Image point grounding data:
━━━━━━━━━━

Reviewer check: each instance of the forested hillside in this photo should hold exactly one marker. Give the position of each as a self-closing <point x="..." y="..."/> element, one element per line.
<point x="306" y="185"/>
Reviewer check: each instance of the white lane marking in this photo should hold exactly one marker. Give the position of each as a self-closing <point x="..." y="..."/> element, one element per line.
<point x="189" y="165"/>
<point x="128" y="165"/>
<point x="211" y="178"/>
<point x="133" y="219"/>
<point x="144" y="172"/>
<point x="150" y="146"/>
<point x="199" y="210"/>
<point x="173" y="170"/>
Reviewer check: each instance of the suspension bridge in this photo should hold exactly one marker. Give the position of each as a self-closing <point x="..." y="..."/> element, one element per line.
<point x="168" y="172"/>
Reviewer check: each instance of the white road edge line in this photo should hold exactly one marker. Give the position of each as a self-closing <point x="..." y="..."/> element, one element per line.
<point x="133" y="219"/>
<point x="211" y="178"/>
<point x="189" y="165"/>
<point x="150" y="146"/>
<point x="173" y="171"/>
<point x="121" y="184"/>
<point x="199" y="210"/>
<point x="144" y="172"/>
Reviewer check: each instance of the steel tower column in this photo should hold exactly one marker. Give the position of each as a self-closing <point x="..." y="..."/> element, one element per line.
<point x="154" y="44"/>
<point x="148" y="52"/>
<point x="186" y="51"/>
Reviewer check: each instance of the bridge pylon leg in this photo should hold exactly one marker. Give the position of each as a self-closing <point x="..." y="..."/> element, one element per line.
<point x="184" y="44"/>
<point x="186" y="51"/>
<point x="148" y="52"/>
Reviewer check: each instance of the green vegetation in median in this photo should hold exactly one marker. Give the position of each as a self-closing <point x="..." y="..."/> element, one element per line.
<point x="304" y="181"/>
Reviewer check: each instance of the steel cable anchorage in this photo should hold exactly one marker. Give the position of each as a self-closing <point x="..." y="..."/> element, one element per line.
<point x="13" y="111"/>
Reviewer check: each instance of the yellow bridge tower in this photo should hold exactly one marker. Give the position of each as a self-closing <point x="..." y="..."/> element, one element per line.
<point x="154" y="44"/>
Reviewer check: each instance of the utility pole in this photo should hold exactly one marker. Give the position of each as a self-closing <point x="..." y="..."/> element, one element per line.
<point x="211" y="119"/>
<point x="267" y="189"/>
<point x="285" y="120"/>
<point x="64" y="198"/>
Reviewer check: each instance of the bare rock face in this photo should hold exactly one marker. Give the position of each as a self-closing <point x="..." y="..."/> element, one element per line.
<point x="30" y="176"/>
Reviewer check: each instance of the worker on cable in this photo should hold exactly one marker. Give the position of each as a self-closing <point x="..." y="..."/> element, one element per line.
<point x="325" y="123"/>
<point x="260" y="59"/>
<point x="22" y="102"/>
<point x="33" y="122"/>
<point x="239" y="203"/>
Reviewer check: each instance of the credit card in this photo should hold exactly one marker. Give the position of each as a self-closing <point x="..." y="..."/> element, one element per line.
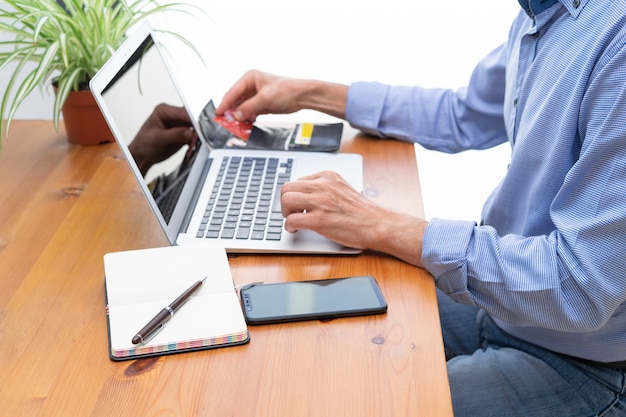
<point x="240" y="129"/>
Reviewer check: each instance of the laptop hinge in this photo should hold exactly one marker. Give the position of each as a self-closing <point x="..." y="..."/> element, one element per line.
<point x="196" y="195"/>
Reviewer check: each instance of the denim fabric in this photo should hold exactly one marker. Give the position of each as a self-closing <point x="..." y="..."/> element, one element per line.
<point x="494" y="374"/>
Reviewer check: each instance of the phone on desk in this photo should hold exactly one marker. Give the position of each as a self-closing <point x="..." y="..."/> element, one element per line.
<point x="312" y="300"/>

━━━━━━━━━━

# [Exercise requirements]
Word for word, repeat all of the entries above, leaving out the pictures.

# [Exercise result]
Reviewer check: each instance of the forested hillside in this photo should hold exactly one marker. Give the position of each as a self-closing <point x="..." y="..."/> element, one element per line.
<point x="306" y="185"/>
Reviewer check: each instance of the white lane marking in this photo should hold exactly one marker. Give the position of each as a self-closing <point x="..." y="..."/> element, one element per line.
<point x="189" y="165"/>
<point x="128" y="165"/>
<point x="211" y="178"/>
<point x="133" y="219"/>
<point x="144" y="172"/>
<point x="150" y="146"/>
<point x="199" y="210"/>
<point x="173" y="170"/>
Reviewer check: each instance of the suspension bridge in this photo should hold exactly one marker. Give the position of each as a self-closing <point x="..." y="..."/> element, one element per line.
<point x="168" y="172"/>
Reviewer check: each instance of the white road edge line in this photo should hold exactly one marker. Give the position of each as a self-closing <point x="..." y="..."/> element, one element per line.
<point x="133" y="219"/>
<point x="211" y="178"/>
<point x="189" y="165"/>
<point x="150" y="146"/>
<point x="173" y="171"/>
<point x="121" y="184"/>
<point x="199" y="210"/>
<point x="144" y="172"/>
Reviewer check: each instance of the steel tower column in this photo should hold exactly one marker. Give the position of each as a self-closing <point x="..." y="..."/> element, one element per line.
<point x="154" y="44"/>
<point x="148" y="52"/>
<point x="186" y="51"/>
Reviewer check: each instance of the bridge pylon leg in this photo should hold exactly one marker. Give the position of each as a self-closing <point x="..." y="..."/> element, one element per line.
<point x="184" y="44"/>
<point x="186" y="51"/>
<point x="148" y="52"/>
Reviewer check: each instance of the green vegetation in median in this photo should hold exactly one marker. Give the position of each as a self-closing <point x="..." y="..."/> element, one element per line.
<point x="304" y="181"/>
Reviewer check: each instance of the steel cable anchorage in this photo should hold exactly one marker. Give the position of each as a self-closing <point x="..." y="..."/> element, one element per line.
<point x="13" y="111"/>
Reviewer check: each instance of the yellow bridge tower in this photo should hold exactly one marker. Give the position of each as a self-closing <point x="..." y="..."/> element, one element per line.
<point x="154" y="44"/>
Reviewer check: each instance of the utility pole in this photo should hold exactly one marker. Give the position of each as a self-closing <point x="..." y="..."/> element, one element per line.
<point x="211" y="119"/>
<point x="267" y="189"/>
<point x="285" y="120"/>
<point x="64" y="198"/>
Reviewer check: each instance of the bare rock face in this photo should hold exactly one marker. Give the position of each as a self-closing <point x="..." y="..."/> element, one element per line.
<point x="30" y="176"/>
Reviewer check: each instance of the worker on cable in this photo should hold exactly one marker. Give the position of each as a self-closing <point x="..." y="..."/> element, one element per line.
<point x="325" y="123"/>
<point x="260" y="59"/>
<point x="22" y="102"/>
<point x="33" y="122"/>
<point x="239" y="203"/>
Reviewer check: each instance of the credit card in this photo should hold exactly one marker. Give the position of each as a self-closing <point x="..." y="..."/> element, one element per line.
<point x="240" y="129"/>
Reviewer check: each instance of the laptop hinge in this photo should hold exactly one marker. Give the position of each as a self-closing <point x="..." y="..."/> element, one element per line.
<point x="196" y="195"/>
Reviewer check: each instance of the denim fabric in this photo should hold exactly one marker. Give the position of each as a self-closing <point x="..." y="..."/> element, one element per line.
<point x="494" y="374"/>
Reviewer check: each instance of the phone on desk in this photo should hold exactly one marker. Give the position of each as a self-closing <point x="..." y="..."/> element, one element per line.
<point x="312" y="300"/>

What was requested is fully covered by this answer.